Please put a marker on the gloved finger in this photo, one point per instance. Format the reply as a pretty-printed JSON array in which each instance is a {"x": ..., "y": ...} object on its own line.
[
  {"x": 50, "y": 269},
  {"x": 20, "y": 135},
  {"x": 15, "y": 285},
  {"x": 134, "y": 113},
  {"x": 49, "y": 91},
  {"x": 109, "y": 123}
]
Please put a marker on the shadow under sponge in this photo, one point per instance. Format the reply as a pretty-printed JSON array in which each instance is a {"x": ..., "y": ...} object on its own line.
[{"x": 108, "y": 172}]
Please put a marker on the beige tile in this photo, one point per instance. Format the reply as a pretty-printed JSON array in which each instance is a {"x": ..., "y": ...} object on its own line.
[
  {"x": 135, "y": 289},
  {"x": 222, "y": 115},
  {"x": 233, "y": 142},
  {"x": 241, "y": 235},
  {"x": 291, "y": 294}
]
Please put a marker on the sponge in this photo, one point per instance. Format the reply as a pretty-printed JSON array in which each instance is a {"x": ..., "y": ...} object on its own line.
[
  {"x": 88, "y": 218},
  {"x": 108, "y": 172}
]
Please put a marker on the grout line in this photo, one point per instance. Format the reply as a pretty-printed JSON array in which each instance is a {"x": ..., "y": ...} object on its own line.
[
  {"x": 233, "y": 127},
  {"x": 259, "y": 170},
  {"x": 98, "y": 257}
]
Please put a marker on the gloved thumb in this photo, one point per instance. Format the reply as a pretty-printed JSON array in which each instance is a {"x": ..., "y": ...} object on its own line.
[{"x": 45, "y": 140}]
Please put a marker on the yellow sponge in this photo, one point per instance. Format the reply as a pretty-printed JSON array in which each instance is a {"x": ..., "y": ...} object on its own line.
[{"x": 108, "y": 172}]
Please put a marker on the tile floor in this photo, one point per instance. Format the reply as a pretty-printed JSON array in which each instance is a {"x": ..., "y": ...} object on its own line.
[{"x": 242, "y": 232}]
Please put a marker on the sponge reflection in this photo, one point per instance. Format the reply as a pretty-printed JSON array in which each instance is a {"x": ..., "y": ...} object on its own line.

======

** Written problem **
Retype all of the entries above verbatim, line for line.

** Exercise response **
Please put a marker on the gloved finger in this photo, one point per instance. Format the reply as a pretty-printed JSON array in which each instance is a {"x": ..., "y": ...} object on its own line.
[
  {"x": 50, "y": 269},
  {"x": 20, "y": 135},
  {"x": 15, "y": 285},
  {"x": 134, "y": 113},
  {"x": 49, "y": 91},
  {"x": 109, "y": 123}
]
Please put a marker on the shadow under sponge in this photo, one point per instance. Format the reply as a pretty-printed JSON array in which each instance is a {"x": ..., "y": ...} object on its own line.
[{"x": 108, "y": 172}]
Please put a marker on the beige tile in this photo, one point per instance. Format the reply as a pretty-printed JSON array in which each instance is a {"x": ..., "y": ...} object on its own line.
[
  {"x": 135, "y": 289},
  {"x": 222, "y": 115},
  {"x": 233, "y": 142},
  {"x": 241, "y": 235},
  {"x": 291, "y": 294}
]
Please put a marker on the sponge in this photo, one point per instance. Format the reply as a pretty-printed JSON array in which each instance is a {"x": ..., "y": ...} object on its own line.
[
  {"x": 88, "y": 218},
  {"x": 108, "y": 172}
]
Please put a marker on the grout line in this photo, one point per instance. Format the reply as a pretty-printed JSON array in which each instance is a {"x": ..., "y": ...} object on its own line.
[
  {"x": 233, "y": 127},
  {"x": 259, "y": 170},
  {"x": 98, "y": 257}
]
Please put a marker on the gloved thumb in this photo, one point per instance. Format the reply as a pretty-printed JSON array in which each instance is a {"x": ..., "y": ...} object on its own line.
[{"x": 45, "y": 140}]
Please put a marker on the yellow sponge in this photo, one point per instance. Format the reply as a pretty-printed JSON array in which each instance is a {"x": ..., "y": ...} object on its own line.
[{"x": 108, "y": 172}]
Please put a marker on the tile floor in this photo, one point per instance. Format the reply as a pretty-printed JSON array in which each instance is a {"x": ..., "y": ...} object on its own line.
[{"x": 242, "y": 232}]
Please put a marker on the sponge reflection in this photo, one point per instance. Format the reply as a pretty-printed JSON array in which each instance is a {"x": ..., "y": ...} object on its own line.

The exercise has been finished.